■ **WHAT TO PRODUCE**
Extract every line of the material below and reproduce each one character for character, with no changes.

■ **INFORMATION PROVIDED**
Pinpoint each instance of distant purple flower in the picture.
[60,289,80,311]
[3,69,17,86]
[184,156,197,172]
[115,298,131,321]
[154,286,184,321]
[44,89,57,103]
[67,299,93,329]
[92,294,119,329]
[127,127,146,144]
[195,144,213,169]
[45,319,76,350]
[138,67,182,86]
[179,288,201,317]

■ **EXERCISE ANSWER**
Pinpoint each instance of distant purple flower in the picture.
[60,289,80,311]
[3,69,17,86]
[184,156,197,172]
[115,298,131,321]
[154,286,184,321]
[44,89,57,103]
[67,299,93,329]
[92,294,119,329]
[127,127,146,144]
[195,144,213,169]
[45,319,76,350]
[138,67,182,86]
[179,288,201,317]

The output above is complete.